Text for analysis:

*** Block opens ***

Parliamentary committee says end to VAT-free tourist shopping a mistake
Retailers may have been aghast when the reversal of the cancellation of VAT-free shopping for tourists was itself reversed, but it seems they have some heavyweight support in Parliament. The cross-party Digital, Culture, Media and Sport (DCMS) Committee of MPs has called the decision to re-cancel the shopping perk “short-sighted and incredibly damaging”.
The committee believes the decision will harm inbound tourism and said the Government is failing to recognise its value, with it providing 3.2 million jobs and accounting for as much as 9% of GDP.
It said the lack of analysis around the decision-making led to “a spectacular own goal” by ministers and that the UK can’t simply rely on its tourist hotspot reputation to encourage high-spending visitors to come here.
It also said that the “inbound tourist sector is too reliant on London and that there is a ‘worrying’ lack of money for marketing”.
Paul Barnes, Chief Executive of the Association of International Retail, who gave evidence to the committee, said: “We welcome the report and strongly support the recommendations it provides on the vital role of the retail, hospitality and inbound tourism industries in growing the UK economy.
“The report highlights serious failings in Government policy, particularly regarding the withdrawal of tax-free shopping. The recommendation that the Government publish an assessment of the direct and indirect impact of withdrawing from the scheme is essential if we are to do what is right for the UK economy.

*** Block closes ***

Records supplied:

*** Block opens ***

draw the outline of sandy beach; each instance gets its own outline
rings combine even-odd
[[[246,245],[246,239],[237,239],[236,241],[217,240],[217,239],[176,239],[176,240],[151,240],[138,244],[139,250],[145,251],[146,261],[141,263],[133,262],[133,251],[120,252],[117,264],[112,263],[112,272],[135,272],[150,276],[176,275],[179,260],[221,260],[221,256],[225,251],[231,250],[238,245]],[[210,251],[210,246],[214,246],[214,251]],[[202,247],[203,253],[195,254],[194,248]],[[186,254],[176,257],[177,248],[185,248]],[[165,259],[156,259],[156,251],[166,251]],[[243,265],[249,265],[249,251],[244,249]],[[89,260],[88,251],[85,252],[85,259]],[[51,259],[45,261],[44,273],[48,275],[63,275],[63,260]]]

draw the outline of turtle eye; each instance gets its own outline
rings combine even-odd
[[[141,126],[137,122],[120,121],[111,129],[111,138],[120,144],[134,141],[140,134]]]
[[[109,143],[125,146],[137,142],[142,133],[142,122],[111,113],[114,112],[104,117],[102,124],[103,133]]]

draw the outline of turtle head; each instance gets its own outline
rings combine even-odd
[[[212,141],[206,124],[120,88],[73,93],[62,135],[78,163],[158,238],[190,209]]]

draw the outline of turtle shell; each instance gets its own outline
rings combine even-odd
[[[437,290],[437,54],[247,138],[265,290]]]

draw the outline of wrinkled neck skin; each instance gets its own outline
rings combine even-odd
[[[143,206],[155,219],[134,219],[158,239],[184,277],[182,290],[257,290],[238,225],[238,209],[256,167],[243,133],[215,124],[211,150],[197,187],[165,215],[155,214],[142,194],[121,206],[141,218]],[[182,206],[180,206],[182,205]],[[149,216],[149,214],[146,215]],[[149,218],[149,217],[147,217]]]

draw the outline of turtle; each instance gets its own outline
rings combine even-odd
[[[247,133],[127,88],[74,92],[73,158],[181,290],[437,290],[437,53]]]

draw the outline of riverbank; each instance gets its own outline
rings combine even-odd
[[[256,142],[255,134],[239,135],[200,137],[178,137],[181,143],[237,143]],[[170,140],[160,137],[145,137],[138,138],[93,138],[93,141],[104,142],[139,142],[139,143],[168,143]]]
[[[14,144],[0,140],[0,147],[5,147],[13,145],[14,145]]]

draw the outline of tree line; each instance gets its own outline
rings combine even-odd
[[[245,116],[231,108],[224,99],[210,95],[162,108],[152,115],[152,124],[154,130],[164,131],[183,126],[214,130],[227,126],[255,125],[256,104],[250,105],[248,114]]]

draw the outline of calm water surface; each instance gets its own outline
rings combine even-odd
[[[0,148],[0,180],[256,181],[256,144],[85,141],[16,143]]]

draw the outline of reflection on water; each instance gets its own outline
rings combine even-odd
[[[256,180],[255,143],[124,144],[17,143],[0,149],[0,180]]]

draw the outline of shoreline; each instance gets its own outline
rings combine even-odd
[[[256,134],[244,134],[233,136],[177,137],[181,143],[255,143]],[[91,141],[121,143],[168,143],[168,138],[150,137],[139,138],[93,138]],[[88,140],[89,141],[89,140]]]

*** Block closes ***

Problems to work on:
1. In the article on VAT-free tourist shopping, how many jobs does the committee say inbound tourism provides?
2. Set down the article on VAT-free tourist shopping word for word, from "Paul Barnes, Chief" up to and including "for the UK economy.".

Outputs for the tasks:
1. 3.2 million jobs.

2.
Paul Barnes, Chief Executive of the Association of International Retail, who gave evidence to the committee, said: “We welcome the report and strongly support the recommendations it provides on the vital role of the retail, hospitality and inbound tourism industries in growing the UK economy.
“The report highlights serious failings in Government policy, particularly regarding the withdrawal of tax-free shopping. The recommendation that the Government publish an assessment of the direct and indirect impact of withdrawing from the scheme is essential if we are to do what is right for the UK economy.